## Selected passage:
[Start of Attachment]
DASH stands for Dietary Approaches to Stop Hypertension. So, what does that have to do with fatty liver?
There is something called Metabolic Syndrome where, to simply put it, patients with hypertension may also have issues with sugar metabolism, high triglycerides, low HDL (good cholesterol), and/or high LDL (bad cholesterol). So, it makes sense to see if someone who is on the DASH diet for hypertension might also help these parameters. Many of these patients with metabolic syndrome may also be overweight and possibly have fatty liver as well, so could the DASH diet help with all of this?
As my patients know, I am a big fan of using food/diet to help diseases. When I saw this study about a diet that could help with many of these metabolic parameters, I was immediately drawn to it. I can’t tell you how many people have fatty liver and they don’t even know it.
How can you detect it?
Liver ultrasounds are an easy non-invasive way of doing this. Ask your doctor about it!
And if you have it, this diet apparently helps with not just hypertension, but also weight and fatty liver as well.
[End of Attachment]
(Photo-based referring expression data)
[Start of Attachment]
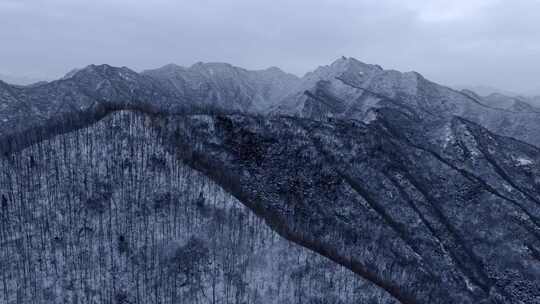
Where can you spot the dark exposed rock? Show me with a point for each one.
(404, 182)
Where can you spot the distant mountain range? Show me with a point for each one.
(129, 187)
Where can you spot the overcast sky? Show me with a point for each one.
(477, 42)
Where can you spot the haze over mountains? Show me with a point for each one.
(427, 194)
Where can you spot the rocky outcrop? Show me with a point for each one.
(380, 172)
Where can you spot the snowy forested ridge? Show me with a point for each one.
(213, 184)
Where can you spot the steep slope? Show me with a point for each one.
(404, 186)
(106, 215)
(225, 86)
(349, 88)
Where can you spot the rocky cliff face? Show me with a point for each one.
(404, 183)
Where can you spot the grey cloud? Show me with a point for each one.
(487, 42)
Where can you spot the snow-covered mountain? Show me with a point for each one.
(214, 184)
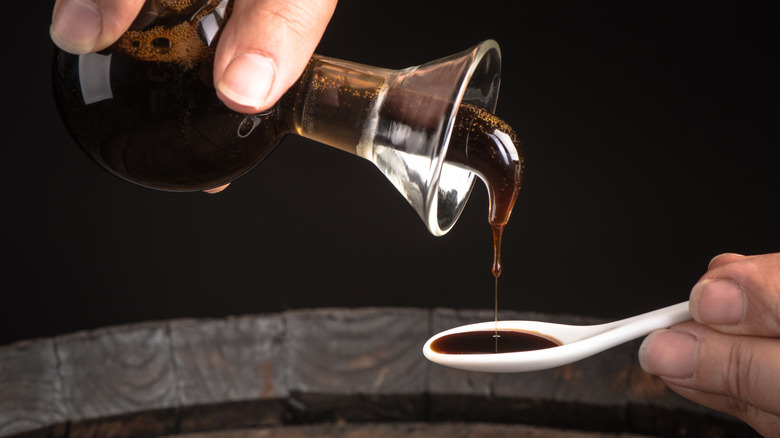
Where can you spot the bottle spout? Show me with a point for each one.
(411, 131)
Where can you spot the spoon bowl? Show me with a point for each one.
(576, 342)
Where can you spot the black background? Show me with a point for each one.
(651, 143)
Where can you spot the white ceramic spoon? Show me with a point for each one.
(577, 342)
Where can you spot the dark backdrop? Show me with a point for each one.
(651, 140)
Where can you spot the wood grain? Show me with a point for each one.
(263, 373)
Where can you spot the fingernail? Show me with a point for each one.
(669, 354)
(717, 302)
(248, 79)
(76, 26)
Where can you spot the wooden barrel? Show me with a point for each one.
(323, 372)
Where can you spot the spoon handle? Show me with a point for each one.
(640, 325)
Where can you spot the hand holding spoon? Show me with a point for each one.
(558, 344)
[End of Attachment]
## Questions to answer:
1. According to the passage on the DASH diet and fatty liver, what does DASH stand for?
2. Rewrite the passage on the DASH diet and fatty liver from "There is something" to "doctor about it!", changing "ultrasounds" to "scans".
3. Carry on the passage about the DASH diet and fatty liver, picking up after its final sentence.

## Outputs for the tasks:
1. Dietary Approaches to Stop Hypertension

2.
There is something called Metabolic Syndrome where, to simply put it, patients with hypertension may also have issues with sugar metabolism, high triglycerides, low HDL (good cholesterol), and/or high LDL (bad cholesterol). So, it makes sense to see if someone who is on the DASH diet for hypertension might also help these parameters. Many of these patients with metabolic syndrome may also be overweight and possibly have fatty liver as well, so could the DASH diet help with all of this?
As my patients know, I am a big fan of using food/diet to help diseases. When I saw this study about a diet that could help with many of these metabolic parameters, I was immediately drawn to it. I can’t tell you how many people have fatty liver and they don’t even know it.
How can you detect it?
Liver scans are an easy non-invasive way of doing this. Ask your doctor about it!

3.
In a randomized controlled clinical trial, 60 overweight and obese patients with non-alcoholic fatty liver disease were randomly allocated to either the control diet or the DASH diet for 8 weeks. Both diets restricted calories and both diets consisted of 52-55% carbohydrates, 16-18% proteins, and 30% total fats. However, the DASH diet was high in fruits, vegetables, whole grains, low-fat dairy products, and were low in saturated fats, cholesterol, and refined grains.
After 8 weeks, the DASH diet group had significant improvements in liver function test results, weight, body mass index, insulin resistance issues, insulin sensitivity, triglyceride levels, total/HDL cholesterol ratio and hs-CRP. Some of the markers that show liver stress were also improved in the DASH diet group.
If you are someone who is worried about doing a lifelong diet, I recommend trying this diet for 8 weeks. If possible, a lifestyle change into a diet that is mostly vegetable-based and whole-food based that is not processed or sugary or full of saturated fat is ideal. However, if you find that you need a shorter time limit plan where you don’t feel as overwhelmed, just try this for 8 weeks and once you start feeling better, you might just want to keep going.
As with any major changes, I highly recommend checking with your doctor before implementing diet or supplement changes to make sure it’s safe for you. The best part about the DASH diet is that most, if not all doctors, know about it. So, the conversation about whether you should try it or not should be a relatively easy conversation to have with your primary doctor.
Once you’ve got the go-ahead…just know that I’ll be rooting for you.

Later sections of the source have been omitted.